# [WORK TO COMPLETE]
Copy the listing from the line that contains "of the dark" through the line that contains "point(386, 563)", substituting "shaded foreground" for "dark foreground" and keeping everything else the same.

── WORKING DATA

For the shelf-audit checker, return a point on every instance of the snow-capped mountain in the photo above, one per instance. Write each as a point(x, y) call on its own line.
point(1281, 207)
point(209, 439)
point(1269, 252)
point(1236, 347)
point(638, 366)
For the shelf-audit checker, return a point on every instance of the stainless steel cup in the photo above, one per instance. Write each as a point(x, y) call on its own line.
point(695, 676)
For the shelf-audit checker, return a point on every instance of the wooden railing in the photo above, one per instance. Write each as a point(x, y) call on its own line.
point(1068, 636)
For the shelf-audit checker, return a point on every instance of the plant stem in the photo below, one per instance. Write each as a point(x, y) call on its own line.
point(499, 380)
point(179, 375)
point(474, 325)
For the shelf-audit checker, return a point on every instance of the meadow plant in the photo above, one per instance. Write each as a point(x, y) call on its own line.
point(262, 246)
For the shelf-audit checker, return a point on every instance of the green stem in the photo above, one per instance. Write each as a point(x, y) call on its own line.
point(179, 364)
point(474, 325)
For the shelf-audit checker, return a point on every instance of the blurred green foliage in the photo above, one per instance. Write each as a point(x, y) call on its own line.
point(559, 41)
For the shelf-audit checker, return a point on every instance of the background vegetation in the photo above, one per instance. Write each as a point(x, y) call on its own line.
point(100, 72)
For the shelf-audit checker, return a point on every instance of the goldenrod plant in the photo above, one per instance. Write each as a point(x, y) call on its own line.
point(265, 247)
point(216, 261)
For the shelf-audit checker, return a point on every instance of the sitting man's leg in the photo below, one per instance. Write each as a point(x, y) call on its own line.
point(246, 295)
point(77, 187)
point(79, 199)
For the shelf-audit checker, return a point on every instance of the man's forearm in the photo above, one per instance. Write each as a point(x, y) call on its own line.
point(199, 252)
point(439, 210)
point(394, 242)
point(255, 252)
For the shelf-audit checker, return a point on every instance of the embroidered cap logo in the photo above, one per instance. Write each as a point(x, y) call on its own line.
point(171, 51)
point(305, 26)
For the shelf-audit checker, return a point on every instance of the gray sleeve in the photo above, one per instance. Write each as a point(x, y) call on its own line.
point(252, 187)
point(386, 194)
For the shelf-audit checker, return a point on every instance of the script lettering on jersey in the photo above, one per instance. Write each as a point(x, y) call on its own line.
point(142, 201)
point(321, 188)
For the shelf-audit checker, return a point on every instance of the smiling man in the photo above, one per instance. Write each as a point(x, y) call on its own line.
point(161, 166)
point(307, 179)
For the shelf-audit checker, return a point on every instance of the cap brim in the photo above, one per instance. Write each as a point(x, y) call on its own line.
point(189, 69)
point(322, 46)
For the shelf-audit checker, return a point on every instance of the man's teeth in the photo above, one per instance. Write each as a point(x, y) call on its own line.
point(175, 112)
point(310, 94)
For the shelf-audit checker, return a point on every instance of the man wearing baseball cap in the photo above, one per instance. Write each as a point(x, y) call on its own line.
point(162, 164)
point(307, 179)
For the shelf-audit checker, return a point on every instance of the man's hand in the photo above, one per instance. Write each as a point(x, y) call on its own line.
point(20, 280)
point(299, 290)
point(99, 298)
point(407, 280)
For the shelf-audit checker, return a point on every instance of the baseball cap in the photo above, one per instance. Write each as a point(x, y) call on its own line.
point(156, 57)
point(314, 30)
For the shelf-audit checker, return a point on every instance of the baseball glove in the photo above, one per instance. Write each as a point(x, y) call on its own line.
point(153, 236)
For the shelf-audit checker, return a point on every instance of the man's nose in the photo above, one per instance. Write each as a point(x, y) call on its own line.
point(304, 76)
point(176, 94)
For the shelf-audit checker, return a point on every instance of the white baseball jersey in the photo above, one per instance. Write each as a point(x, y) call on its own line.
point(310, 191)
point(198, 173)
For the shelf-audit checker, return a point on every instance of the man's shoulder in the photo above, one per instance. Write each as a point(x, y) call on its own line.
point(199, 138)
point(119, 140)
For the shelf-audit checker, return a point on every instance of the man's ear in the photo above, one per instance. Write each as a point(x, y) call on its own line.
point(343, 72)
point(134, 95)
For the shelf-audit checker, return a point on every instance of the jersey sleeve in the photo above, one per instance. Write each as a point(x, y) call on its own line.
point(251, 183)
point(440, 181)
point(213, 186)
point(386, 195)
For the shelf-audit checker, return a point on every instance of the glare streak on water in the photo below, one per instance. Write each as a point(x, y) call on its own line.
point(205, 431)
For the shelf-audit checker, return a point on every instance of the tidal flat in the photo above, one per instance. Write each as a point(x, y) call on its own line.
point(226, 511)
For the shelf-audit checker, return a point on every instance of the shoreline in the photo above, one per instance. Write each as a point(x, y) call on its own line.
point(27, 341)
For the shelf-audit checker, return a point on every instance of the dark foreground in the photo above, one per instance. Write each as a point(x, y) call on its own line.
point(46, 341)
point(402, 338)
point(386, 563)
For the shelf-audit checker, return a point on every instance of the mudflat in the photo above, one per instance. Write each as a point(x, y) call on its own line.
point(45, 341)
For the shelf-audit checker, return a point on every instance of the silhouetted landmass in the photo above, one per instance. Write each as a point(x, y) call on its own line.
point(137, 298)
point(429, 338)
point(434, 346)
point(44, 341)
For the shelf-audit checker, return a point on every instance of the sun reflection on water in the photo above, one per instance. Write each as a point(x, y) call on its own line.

────

# [TASK OUTPUT]
For the shelf-audit checker, return a point on every instance of the shaded foreground in the photo above, one per instance. Write each as a point(x, y) call on its own line.
point(46, 341)
point(402, 338)
point(386, 563)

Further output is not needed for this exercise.